** YOUR TASK **
An exact copy of the entries below is the expected answer.
----- DATASET -----
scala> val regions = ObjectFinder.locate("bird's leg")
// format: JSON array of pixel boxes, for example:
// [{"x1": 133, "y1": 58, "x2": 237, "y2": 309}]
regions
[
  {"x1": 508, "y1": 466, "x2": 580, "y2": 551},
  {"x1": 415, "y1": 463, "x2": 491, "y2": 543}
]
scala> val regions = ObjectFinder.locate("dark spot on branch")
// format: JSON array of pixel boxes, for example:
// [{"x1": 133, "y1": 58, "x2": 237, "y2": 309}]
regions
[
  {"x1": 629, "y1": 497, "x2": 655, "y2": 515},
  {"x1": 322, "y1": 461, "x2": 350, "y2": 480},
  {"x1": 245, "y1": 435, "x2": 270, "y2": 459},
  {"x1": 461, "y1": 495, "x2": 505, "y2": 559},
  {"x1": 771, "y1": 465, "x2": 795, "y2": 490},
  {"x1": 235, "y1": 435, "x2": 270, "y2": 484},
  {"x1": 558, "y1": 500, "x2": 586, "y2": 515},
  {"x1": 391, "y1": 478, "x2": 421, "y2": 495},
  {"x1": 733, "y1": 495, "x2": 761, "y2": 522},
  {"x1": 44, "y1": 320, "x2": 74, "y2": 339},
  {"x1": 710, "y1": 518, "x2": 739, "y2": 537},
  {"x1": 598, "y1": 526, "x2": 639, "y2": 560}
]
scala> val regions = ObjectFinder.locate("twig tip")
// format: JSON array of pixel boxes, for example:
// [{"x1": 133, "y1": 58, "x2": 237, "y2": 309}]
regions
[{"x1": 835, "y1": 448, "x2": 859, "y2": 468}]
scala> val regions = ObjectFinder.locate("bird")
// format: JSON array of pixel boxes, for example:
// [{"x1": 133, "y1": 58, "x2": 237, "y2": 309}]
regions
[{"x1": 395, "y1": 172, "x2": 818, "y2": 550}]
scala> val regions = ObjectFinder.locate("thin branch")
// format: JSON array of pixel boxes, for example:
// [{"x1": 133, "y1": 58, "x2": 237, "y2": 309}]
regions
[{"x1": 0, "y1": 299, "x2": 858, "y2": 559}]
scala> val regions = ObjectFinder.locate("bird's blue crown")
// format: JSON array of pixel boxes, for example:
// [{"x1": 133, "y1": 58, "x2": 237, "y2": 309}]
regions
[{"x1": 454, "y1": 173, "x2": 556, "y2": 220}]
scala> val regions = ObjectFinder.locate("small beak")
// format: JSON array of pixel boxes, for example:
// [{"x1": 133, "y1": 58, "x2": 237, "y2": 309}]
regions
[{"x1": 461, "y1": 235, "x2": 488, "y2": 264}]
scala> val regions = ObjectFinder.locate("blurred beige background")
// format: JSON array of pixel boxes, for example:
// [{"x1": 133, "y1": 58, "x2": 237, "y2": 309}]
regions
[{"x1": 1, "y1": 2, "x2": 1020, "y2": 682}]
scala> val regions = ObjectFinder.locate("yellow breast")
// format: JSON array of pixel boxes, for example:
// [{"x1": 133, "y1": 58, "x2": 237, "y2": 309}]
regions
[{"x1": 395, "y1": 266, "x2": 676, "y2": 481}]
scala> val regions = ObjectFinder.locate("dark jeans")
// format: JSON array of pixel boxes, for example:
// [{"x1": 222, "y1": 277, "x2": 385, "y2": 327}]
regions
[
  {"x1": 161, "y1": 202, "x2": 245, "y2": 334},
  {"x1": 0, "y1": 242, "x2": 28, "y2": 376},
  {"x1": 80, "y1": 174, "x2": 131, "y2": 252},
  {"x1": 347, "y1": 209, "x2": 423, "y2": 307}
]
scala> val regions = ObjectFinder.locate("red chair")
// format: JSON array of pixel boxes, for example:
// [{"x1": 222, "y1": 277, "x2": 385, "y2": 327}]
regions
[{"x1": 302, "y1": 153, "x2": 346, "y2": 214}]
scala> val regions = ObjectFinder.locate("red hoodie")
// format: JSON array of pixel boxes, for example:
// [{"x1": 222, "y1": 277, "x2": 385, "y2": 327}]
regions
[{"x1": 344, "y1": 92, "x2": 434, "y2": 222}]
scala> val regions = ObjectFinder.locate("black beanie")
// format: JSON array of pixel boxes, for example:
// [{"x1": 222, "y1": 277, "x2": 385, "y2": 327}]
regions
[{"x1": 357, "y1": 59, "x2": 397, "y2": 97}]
-----
** TASK SOLUTION **
scala> val regions = ObjectFinder.locate("bird's leg")
// format: JSON array of pixel boxes, for example:
// [{"x1": 133, "y1": 58, "x2": 237, "y2": 309}]
regions
[
  {"x1": 508, "y1": 466, "x2": 580, "y2": 551},
  {"x1": 415, "y1": 463, "x2": 491, "y2": 543}
]
scala> val regions = ObjectFinder.locate("dark spot on branch")
// format: JSON array of pixel boxes, for example:
// [{"x1": 133, "y1": 58, "x2": 237, "y2": 309}]
regions
[
  {"x1": 629, "y1": 497, "x2": 655, "y2": 515},
  {"x1": 322, "y1": 461, "x2": 350, "y2": 480},
  {"x1": 245, "y1": 435, "x2": 270, "y2": 459},
  {"x1": 461, "y1": 495, "x2": 505, "y2": 559},
  {"x1": 771, "y1": 465, "x2": 795, "y2": 490},
  {"x1": 235, "y1": 435, "x2": 270, "y2": 484},
  {"x1": 558, "y1": 500, "x2": 586, "y2": 515},
  {"x1": 391, "y1": 478, "x2": 421, "y2": 495},
  {"x1": 733, "y1": 495, "x2": 761, "y2": 522},
  {"x1": 44, "y1": 320, "x2": 74, "y2": 339},
  {"x1": 710, "y1": 518, "x2": 739, "y2": 537},
  {"x1": 598, "y1": 526, "x2": 639, "y2": 560}
]
scala> val regions = ObjectFinder.locate("twig tip")
// format: JSON array of pixel boxes, for example:
// [{"x1": 133, "y1": 58, "x2": 237, "y2": 309}]
regions
[{"x1": 835, "y1": 448, "x2": 859, "y2": 468}]
scala> val regions = ObjectFinder.locate("bird")
// format: JSON array of pixel boxes, for example:
// [{"x1": 133, "y1": 58, "x2": 237, "y2": 309}]
regions
[{"x1": 395, "y1": 172, "x2": 818, "y2": 550}]
scala> val regions = ObjectFinder.locate("thin branch")
// format: JSON array of pixel boxes, for example:
// [{"x1": 133, "y1": 58, "x2": 237, "y2": 309}]
regions
[{"x1": 0, "y1": 299, "x2": 858, "y2": 559}]
scala> val regions = ObjectFinder.locate("bird's blue crown")
// format: JSON array of pixel boxes, for example:
// [{"x1": 133, "y1": 58, "x2": 237, "y2": 309}]
regions
[{"x1": 454, "y1": 173, "x2": 556, "y2": 220}]
scala> val regions = ObjectFinder.locate("small beak")
// format: JSON array of pixel boxes, for example:
// [{"x1": 133, "y1": 58, "x2": 237, "y2": 309}]
regions
[{"x1": 461, "y1": 235, "x2": 488, "y2": 264}]
scala> val regions = ObjectFinder.locate("blurred beige background")
// format: JSON array of pixel boxes, for example:
// [{"x1": 133, "y1": 58, "x2": 237, "y2": 309}]
regions
[{"x1": 1, "y1": 2, "x2": 1020, "y2": 682}]
scala> val regions = ObjectFinder.locate("yellow breast")
// format: JSON array of pixel boxes, for example:
// [{"x1": 133, "y1": 58, "x2": 237, "y2": 309}]
regions
[{"x1": 395, "y1": 266, "x2": 676, "y2": 481}]
scala> val regions = ObjectFinder.locate("dark jeans")
// format: JSON array of pixel boxes, for example:
// [{"x1": 222, "y1": 277, "x2": 385, "y2": 327}]
regions
[
  {"x1": 161, "y1": 202, "x2": 245, "y2": 334},
  {"x1": 0, "y1": 242, "x2": 28, "y2": 376},
  {"x1": 80, "y1": 174, "x2": 131, "y2": 252},
  {"x1": 347, "y1": 209, "x2": 423, "y2": 307}
]
scala> val regions = ObjectFinder.locate("red chair")
// format: JSON array of pixel boxes, for example:
// [{"x1": 222, "y1": 277, "x2": 385, "y2": 327}]
regions
[{"x1": 302, "y1": 153, "x2": 346, "y2": 214}]
scala> val regions = ObjectFinder.locate("red hoodie")
// format: JSON array of pixel boxes, for example:
// [{"x1": 222, "y1": 277, "x2": 385, "y2": 327}]
regions
[{"x1": 344, "y1": 92, "x2": 434, "y2": 222}]
scala> val regions = ObjectFinder.locate("black beanie")
// format: JSON array of pixel boxes, for example:
// [{"x1": 222, "y1": 277, "x2": 385, "y2": 327}]
regions
[{"x1": 357, "y1": 59, "x2": 397, "y2": 97}]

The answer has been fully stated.